(Dataset rows showing where objects appear)

╭──

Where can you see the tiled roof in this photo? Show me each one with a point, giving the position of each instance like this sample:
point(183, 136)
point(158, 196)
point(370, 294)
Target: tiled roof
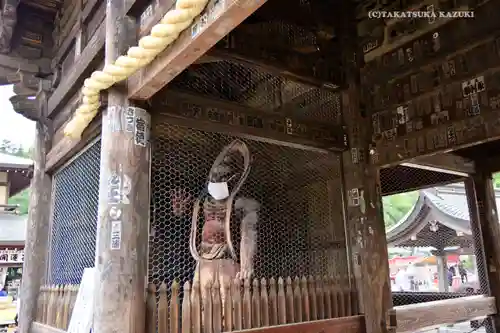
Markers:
point(14, 161)
point(12, 228)
point(450, 205)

╰──

YOUR TASK -
Reproduce every line of the listing above word for word, leaving out the pictures.

ANSWER FOR THE TASK -
Where can you see the tiled roof in this photo? Show me each one with a point, giving the position of each instance like this sample:
point(183, 136)
point(158, 196)
point(370, 294)
Target: tiled roof
Markers:
point(14, 161)
point(12, 228)
point(450, 205)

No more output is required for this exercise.